◆ **WHAT TO DO**: Gather every line of the material below that contains the word "tall", and copy each one in full. Case matters.

◆ **RECORDS SHOWN**:

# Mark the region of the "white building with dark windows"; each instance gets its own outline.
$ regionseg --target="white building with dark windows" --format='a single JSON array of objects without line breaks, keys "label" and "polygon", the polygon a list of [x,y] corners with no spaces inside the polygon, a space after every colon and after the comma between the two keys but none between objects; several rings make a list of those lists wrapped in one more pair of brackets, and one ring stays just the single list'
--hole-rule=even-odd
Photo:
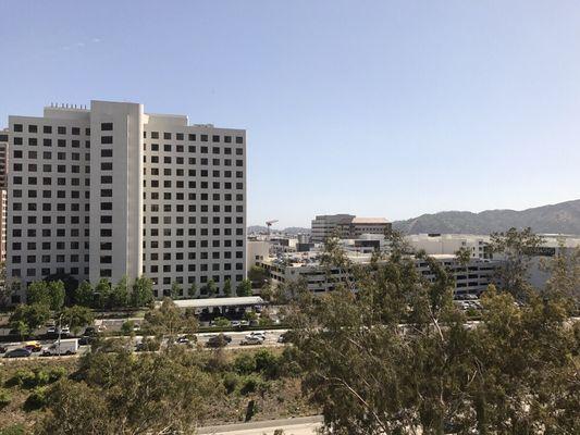
[{"label": "white building with dark windows", "polygon": [[9,140],[9,279],[146,275],[161,297],[245,277],[245,130],[91,101],[10,116]]},{"label": "white building with dark windows", "polygon": [[363,234],[384,236],[391,223],[384,217],[357,217],[353,214],[318,215],[312,220],[311,241],[323,243],[329,237],[358,238]]}]

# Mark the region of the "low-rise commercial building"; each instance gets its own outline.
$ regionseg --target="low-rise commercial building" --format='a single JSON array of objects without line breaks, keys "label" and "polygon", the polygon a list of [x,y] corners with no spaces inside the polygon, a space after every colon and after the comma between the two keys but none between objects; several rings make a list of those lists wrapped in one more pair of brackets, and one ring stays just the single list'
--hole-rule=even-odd
[{"label": "low-rise commercial building", "polygon": [[323,243],[329,237],[358,238],[362,234],[384,235],[391,223],[384,217],[357,217],[353,214],[318,215],[312,221],[311,241]]},{"label": "low-rise commercial building", "polygon": [[[370,265],[372,253],[348,251],[347,257],[353,264]],[[460,264],[455,256],[434,254],[455,277],[456,295],[479,295],[490,284],[496,268],[501,261],[473,258],[468,264]],[[434,279],[427,262],[415,259],[417,270],[427,279]],[[283,284],[292,281],[304,279],[307,288],[313,293],[325,293],[336,288],[340,284],[353,282],[355,277],[338,268],[328,268],[320,263],[320,252],[299,252],[279,258],[268,258],[257,261],[257,265],[263,268],[273,284]],[[356,283],[354,283],[356,288]]]}]

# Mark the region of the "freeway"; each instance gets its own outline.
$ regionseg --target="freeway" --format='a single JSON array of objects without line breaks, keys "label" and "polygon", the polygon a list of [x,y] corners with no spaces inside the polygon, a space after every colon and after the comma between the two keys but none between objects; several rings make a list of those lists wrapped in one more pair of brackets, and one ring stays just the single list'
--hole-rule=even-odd
[{"label": "freeway", "polygon": [[312,415],[207,426],[200,427],[197,433],[199,435],[272,435],[275,430],[283,430],[286,435],[313,435],[321,426],[322,415]]},{"label": "freeway", "polygon": [[[225,349],[239,349],[244,347],[275,347],[275,346],[283,346],[282,344],[279,344],[277,340],[282,334],[284,334],[287,330],[269,330],[269,331],[262,331],[266,335],[266,339],[260,345],[254,345],[254,346],[243,346],[242,340],[244,337],[248,334],[250,334],[249,331],[244,332],[232,332],[232,333],[225,333],[226,336],[230,336],[232,338],[232,341],[229,343],[225,346]],[[199,333],[195,334],[197,336],[197,343],[205,346],[206,343],[212,337],[218,335],[217,333]],[[111,337],[114,339],[114,337]],[[143,336],[135,336],[133,338],[134,344],[140,343],[143,340]],[[42,345],[42,347],[48,346],[55,340],[40,340],[39,343]],[[4,347],[7,347],[7,350],[17,349],[21,347],[24,347],[26,341],[17,341],[17,343],[7,343],[3,344]],[[76,356],[81,356],[89,350],[89,346],[79,346],[78,352]],[[41,352],[33,352],[30,358],[38,358],[41,356]],[[54,358],[54,357],[47,357],[47,358]],[[65,358],[65,357],[61,357]],[[74,358],[74,356],[66,357],[66,358]]]}]

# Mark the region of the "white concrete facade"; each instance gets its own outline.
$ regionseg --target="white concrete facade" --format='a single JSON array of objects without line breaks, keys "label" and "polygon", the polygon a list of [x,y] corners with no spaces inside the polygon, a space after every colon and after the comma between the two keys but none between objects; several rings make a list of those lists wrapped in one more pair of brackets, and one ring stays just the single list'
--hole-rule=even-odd
[{"label": "white concrete facade", "polygon": [[491,259],[490,236],[471,234],[417,234],[406,236],[405,240],[416,251],[427,254],[455,254],[459,249],[468,249],[471,258]]},{"label": "white concrete facade", "polygon": [[[346,251],[346,254],[354,264],[365,266],[371,263],[372,253]],[[495,260],[471,259],[467,265],[461,265],[452,254],[432,257],[454,276],[456,295],[481,294],[493,283],[495,270],[502,264]],[[328,269],[321,265],[319,260],[319,252],[301,252],[282,258],[269,258],[258,261],[257,264],[268,272],[274,284],[304,279],[307,288],[317,294],[332,291],[340,283],[345,284],[354,278],[337,268]],[[434,281],[434,275],[425,261],[415,259],[415,263],[417,271],[425,279]]]},{"label": "white concrete facade", "polygon": [[311,241],[316,244],[329,237],[358,238],[363,234],[384,236],[391,231],[391,223],[384,217],[357,217],[353,214],[318,215],[311,225]]},{"label": "white concrete facade", "polygon": [[146,275],[162,296],[245,277],[245,130],[107,101],[9,125],[10,279]]}]

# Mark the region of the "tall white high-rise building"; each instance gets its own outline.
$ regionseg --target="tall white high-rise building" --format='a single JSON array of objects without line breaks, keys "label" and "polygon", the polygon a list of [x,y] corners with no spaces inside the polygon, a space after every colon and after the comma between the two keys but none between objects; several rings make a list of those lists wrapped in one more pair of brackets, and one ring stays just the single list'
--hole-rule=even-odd
[{"label": "tall white high-rise building", "polygon": [[9,140],[9,279],[146,275],[161,297],[245,277],[245,130],[91,101],[10,116]]}]

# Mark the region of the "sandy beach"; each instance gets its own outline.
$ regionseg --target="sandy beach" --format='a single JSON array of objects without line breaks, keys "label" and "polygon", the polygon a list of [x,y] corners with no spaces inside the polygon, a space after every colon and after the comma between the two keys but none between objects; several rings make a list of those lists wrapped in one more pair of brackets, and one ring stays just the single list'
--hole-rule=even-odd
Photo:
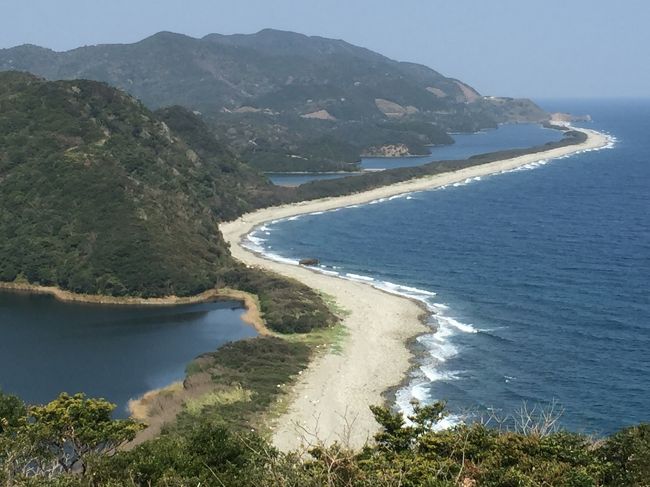
[{"label": "sandy beach", "polygon": [[333,296],[338,306],[349,313],[343,320],[347,336],[342,351],[330,352],[314,360],[298,380],[287,412],[276,421],[273,441],[278,448],[299,448],[314,443],[316,439],[326,444],[340,441],[352,447],[362,446],[378,426],[368,406],[381,404],[382,393],[404,379],[413,358],[406,343],[428,328],[421,319],[424,310],[413,300],[388,294],[363,282],[344,280],[305,267],[265,259],[244,248],[242,239],[255,227],[272,220],[439,188],[541,160],[601,148],[609,143],[609,138],[604,134],[578,130],[587,134],[587,140],[581,144],[418,178],[349,196],[265,208],[221,225],[235,258],[248,265],[298,279]]}]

◆ **TASK ANSWER**:
# Mark the region of the "tall white high-rise building"; each instance gets its own outline.
$ regionseg --target="tall white high-rise building" --format='a single JSON array of objects without line breaks, keys "label" and "polygon", the polygon a list of [x,y] corners with no spaces inside the polygon, a space after every colon and after the comma between the two keys but none between objects; several rings make a list of those lists wrapped in one more pair of brackets, and one ring stays just the single list'
[{"label": "tall white high-rise building", "polygon": [[9,140],[9,279],[146,275],[161,297],[245,277],[245,130],[91,101],[10,116]]}]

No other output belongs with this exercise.